◆ BEREITGESTELLTES MATERIAL
-=-=-=-=-

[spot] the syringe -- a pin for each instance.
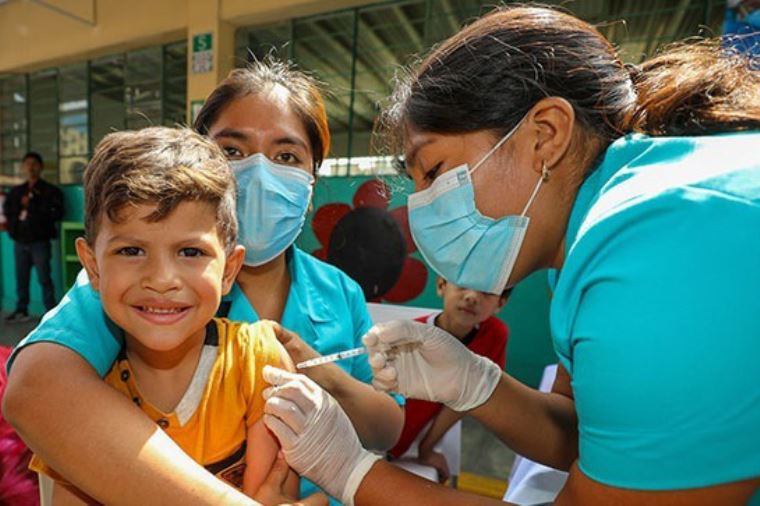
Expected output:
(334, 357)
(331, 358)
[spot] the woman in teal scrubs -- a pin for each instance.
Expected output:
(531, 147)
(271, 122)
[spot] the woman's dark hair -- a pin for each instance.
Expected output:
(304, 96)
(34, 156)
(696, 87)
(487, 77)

-=-=-=-=-

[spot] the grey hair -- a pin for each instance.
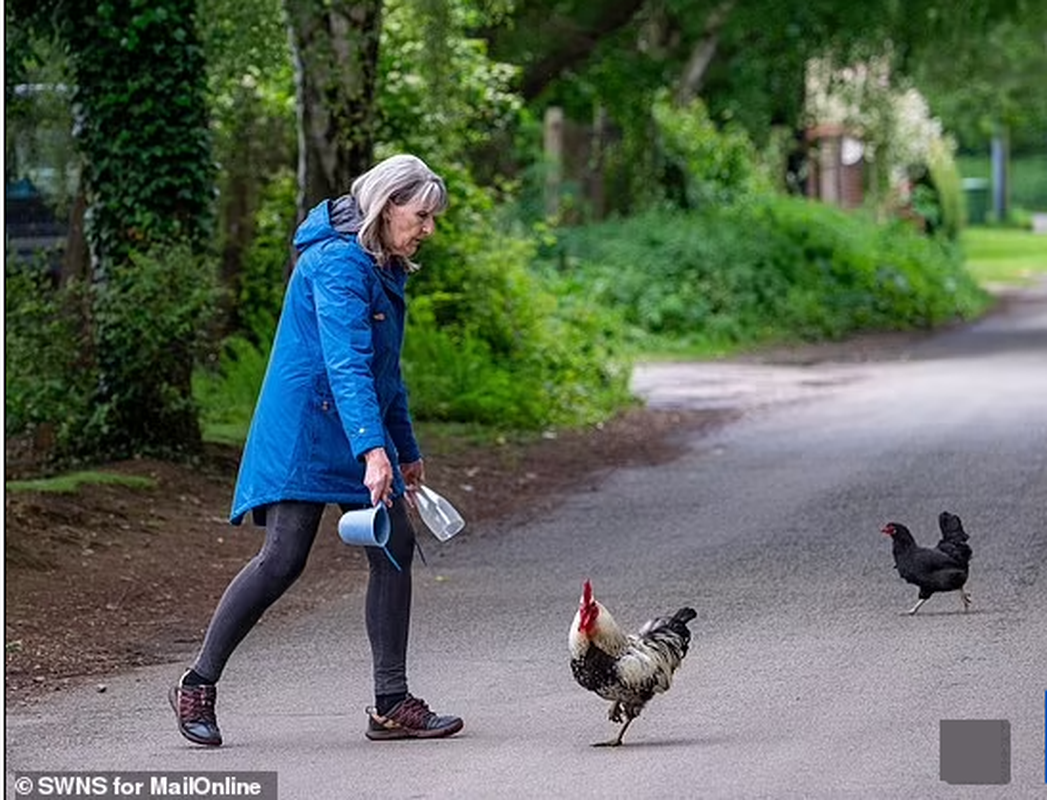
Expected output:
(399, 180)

-=-=-=-=-

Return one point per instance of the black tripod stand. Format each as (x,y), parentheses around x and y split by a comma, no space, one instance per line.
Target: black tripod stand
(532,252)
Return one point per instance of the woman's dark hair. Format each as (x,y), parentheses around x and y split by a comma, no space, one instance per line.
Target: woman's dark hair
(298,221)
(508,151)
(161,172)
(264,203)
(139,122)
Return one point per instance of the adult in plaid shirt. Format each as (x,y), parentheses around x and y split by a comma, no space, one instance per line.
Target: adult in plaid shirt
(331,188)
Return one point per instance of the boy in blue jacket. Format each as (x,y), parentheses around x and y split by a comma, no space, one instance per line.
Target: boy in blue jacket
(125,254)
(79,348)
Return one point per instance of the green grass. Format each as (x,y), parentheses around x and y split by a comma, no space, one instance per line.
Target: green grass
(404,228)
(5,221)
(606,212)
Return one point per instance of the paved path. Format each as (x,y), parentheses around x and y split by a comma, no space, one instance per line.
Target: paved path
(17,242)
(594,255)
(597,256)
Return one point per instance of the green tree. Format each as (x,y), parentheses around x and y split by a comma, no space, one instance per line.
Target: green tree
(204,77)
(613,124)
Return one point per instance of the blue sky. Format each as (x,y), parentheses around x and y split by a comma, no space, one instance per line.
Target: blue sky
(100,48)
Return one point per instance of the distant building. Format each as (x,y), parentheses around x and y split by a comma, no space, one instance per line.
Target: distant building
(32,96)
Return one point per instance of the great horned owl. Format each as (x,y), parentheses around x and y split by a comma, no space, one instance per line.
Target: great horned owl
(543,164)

-=-=-=-=-

◆ AUSZUFÜHRENDE AUFGABE
In wie vielen Zeilen oben kommt das Wort „plaid“ vor? Zähle sie und gib nur die Zahl an.

◆ LÖSUNG DER ÜBUNG
2